• **Exercise brief**: Your output is the line containing "of the arched" plus all lines after it to the end of the records, reproduced exactly, with nothing else.

** BEGIN Material supplied **

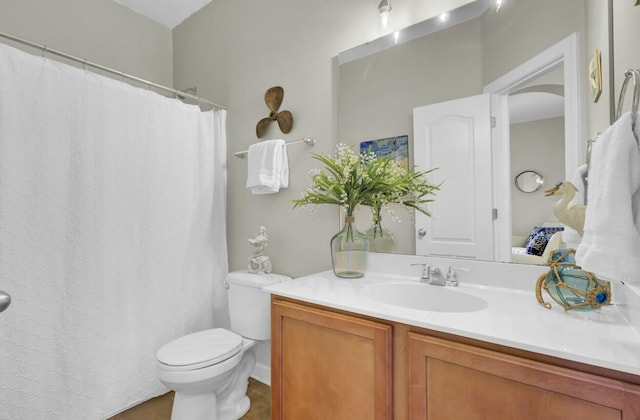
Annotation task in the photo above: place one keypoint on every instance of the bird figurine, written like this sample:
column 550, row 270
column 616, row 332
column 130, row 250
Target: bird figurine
column 571, row 215
column 258, row 263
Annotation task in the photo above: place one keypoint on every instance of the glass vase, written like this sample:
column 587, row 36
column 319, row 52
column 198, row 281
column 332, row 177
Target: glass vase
column 349, row 251
column 380, row 239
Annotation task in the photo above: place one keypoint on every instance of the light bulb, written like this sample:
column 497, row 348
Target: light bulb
column 384, row 8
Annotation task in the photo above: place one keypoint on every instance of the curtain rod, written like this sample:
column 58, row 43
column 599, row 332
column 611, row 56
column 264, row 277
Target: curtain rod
column 84, row 62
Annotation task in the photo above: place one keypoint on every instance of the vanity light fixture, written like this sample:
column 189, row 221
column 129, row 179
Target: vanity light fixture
column 384, row 8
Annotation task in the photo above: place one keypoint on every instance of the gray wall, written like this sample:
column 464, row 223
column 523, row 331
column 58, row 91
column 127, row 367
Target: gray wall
column 101, row 31
column 234, row 50
column 626, row 24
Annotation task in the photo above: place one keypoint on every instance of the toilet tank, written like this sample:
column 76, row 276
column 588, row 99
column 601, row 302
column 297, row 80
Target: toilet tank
column 249, row 306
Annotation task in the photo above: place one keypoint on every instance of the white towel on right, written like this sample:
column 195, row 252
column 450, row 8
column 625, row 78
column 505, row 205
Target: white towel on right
column 610, row 246
column 267, row 167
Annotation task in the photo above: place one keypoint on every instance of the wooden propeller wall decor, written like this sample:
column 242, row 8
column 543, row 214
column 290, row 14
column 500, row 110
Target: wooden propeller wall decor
column 273, row 98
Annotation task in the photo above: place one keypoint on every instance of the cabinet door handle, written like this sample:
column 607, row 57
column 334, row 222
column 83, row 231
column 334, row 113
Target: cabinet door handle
column 5, row 300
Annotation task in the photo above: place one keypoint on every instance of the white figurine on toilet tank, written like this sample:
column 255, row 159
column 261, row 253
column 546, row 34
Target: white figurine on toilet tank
column 258, row 263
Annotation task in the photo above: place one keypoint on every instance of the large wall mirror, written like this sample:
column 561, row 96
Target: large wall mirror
column 378, row 92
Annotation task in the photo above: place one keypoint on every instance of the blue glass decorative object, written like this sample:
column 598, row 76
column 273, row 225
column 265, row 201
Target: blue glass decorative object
column 570, row 286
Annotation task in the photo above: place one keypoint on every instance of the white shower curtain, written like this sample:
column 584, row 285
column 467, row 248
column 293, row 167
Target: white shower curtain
column 112, row 236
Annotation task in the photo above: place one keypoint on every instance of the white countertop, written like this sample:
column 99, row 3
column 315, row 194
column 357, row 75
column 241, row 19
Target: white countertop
column 605, row 337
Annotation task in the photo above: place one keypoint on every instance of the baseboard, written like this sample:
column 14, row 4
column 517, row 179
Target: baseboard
column 262, row 373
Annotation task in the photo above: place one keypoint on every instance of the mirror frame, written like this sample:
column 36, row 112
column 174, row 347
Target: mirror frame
column 563, row 53
column 539, row 181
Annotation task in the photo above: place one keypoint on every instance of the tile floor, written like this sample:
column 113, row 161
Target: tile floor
column 159, row 408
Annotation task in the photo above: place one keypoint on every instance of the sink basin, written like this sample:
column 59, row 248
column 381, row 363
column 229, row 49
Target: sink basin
column 424, row 297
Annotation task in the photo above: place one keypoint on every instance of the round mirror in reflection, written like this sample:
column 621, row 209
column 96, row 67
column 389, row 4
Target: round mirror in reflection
column 529, row 181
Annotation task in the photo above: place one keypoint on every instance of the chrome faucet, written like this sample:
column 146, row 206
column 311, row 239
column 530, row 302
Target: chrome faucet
column 452, row 279
column 431, row 275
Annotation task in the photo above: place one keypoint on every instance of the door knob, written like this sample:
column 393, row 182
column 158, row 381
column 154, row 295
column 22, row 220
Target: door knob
column 5, row 300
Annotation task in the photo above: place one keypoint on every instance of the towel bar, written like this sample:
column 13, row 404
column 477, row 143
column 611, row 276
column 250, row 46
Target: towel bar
column 309, row 141
column 630, row 74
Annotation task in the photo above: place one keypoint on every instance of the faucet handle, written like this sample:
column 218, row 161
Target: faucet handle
column 426, row 272
column 452, row 280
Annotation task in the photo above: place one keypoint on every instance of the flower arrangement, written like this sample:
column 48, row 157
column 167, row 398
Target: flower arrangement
column 350, row 179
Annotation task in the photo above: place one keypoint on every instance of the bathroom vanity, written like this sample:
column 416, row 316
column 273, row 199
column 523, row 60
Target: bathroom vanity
column 341, row 350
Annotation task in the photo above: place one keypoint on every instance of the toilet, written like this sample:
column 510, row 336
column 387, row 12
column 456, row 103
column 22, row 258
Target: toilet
column 209, row 370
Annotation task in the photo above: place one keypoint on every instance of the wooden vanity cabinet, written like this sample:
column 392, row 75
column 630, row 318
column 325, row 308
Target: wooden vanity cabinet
column 449, row 380
column 329, row 364
column 326, row 365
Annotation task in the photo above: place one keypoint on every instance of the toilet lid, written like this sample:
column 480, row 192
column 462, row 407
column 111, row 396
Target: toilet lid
column 201, row 349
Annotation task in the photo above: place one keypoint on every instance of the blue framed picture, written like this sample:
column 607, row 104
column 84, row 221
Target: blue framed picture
column 398, row 147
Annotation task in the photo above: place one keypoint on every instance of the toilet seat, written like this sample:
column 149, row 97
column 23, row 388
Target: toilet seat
column 200, row 349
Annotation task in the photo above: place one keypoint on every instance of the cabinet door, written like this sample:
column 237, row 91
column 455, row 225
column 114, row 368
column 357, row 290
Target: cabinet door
column 449, row 380
column 328, row 366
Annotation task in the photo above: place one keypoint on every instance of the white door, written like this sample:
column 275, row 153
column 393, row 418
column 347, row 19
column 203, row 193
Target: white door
column 455, row 137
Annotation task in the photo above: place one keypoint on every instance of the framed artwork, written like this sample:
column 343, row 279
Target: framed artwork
column 595, row 76
column 398, row 147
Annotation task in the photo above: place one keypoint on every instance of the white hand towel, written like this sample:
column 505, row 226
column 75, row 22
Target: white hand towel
column 268, row 167
column 570, row 236
column 610, row 246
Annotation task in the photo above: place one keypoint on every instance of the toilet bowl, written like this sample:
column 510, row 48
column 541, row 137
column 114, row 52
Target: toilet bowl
column 209, row 370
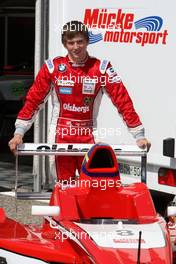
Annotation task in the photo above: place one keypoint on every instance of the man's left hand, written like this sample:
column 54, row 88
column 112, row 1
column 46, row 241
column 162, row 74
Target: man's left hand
column 143, row 143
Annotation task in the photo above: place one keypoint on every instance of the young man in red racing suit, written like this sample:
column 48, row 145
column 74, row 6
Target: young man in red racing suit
column 76, row 83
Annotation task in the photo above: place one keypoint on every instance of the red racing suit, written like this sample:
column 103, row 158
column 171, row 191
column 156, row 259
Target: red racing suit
column 76, row 91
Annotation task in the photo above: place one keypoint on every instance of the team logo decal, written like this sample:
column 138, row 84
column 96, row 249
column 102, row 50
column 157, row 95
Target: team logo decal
column 88, row 86
column 62, row 67
column 88, row 101
column 65, row 90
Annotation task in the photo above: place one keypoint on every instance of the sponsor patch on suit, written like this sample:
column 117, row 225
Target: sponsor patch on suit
column 88, row 86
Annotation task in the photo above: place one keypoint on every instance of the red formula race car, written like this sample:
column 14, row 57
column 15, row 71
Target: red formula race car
column 95, row 219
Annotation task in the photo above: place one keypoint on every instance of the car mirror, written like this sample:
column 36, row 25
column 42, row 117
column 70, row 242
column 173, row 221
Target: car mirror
column 45, row 210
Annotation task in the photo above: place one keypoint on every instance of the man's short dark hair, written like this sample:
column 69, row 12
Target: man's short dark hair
column 73, row 28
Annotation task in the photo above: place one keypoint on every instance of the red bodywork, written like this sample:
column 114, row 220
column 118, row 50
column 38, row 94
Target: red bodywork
column 84, row 203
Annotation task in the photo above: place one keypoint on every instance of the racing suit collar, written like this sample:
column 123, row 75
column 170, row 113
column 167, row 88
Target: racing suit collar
column 78, row 64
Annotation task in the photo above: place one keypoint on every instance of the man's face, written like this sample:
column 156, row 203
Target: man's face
column 77, row 48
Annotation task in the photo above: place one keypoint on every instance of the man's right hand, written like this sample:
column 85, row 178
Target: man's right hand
column 16, row 140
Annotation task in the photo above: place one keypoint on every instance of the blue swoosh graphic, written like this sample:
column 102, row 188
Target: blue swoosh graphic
column 93, row 38
column 151, row 23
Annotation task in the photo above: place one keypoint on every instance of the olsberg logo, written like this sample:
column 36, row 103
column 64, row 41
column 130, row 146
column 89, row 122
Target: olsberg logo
column 118, row 26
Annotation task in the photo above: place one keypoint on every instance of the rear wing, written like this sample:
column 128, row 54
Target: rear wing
column 72, row 149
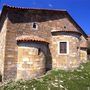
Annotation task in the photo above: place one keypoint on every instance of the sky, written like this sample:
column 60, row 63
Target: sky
column 78, row 9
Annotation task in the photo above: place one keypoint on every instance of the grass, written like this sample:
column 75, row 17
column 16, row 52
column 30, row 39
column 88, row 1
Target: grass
column 78, row 79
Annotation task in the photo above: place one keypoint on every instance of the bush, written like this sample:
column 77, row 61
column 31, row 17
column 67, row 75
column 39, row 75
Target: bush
column 78, row 79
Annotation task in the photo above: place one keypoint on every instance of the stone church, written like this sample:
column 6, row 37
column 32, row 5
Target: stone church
column 33, row 41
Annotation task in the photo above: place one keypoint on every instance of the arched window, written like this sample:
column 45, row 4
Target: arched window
column 34, row 26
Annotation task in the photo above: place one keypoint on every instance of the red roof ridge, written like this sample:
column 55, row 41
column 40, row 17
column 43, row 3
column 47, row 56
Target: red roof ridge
column 9, row 6
column 30, row 38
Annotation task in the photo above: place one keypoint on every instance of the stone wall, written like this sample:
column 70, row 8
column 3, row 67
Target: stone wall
column 20, row 23
column 65, row 61
column 2, row 46
column 31, row 61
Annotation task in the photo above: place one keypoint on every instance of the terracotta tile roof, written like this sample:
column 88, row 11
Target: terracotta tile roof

** END Material supplied **

• **Complete response**:
Annotation task in the photo above: place one keypoint on every instance of the arched window, written like this sample:
column 45, row 4
Target: arched window
column 34, row 26
Annotation task in the photo above: place one keypoint on every instance of the red roof ridge, written like this sample:
column 55, row 41
column 40, row 17
column 43, row 3
column 47, row 56
Target: red roof ridge
column 9, row 6
column 30, row 38
Annotation task in the photo above: place one keypoint on every instance of the stone wall, written like this sample:
column 70, row 8
column 3, row 67
Target: stone wall
column 20, row 23
column 65, row 61
column 2, row 46
column 31, row 61
Annotation task in the photo above: place one keypoint on every instance of the terracotta tile roof, written like this sample:
column 88, row 11
Target: terracotta tile roof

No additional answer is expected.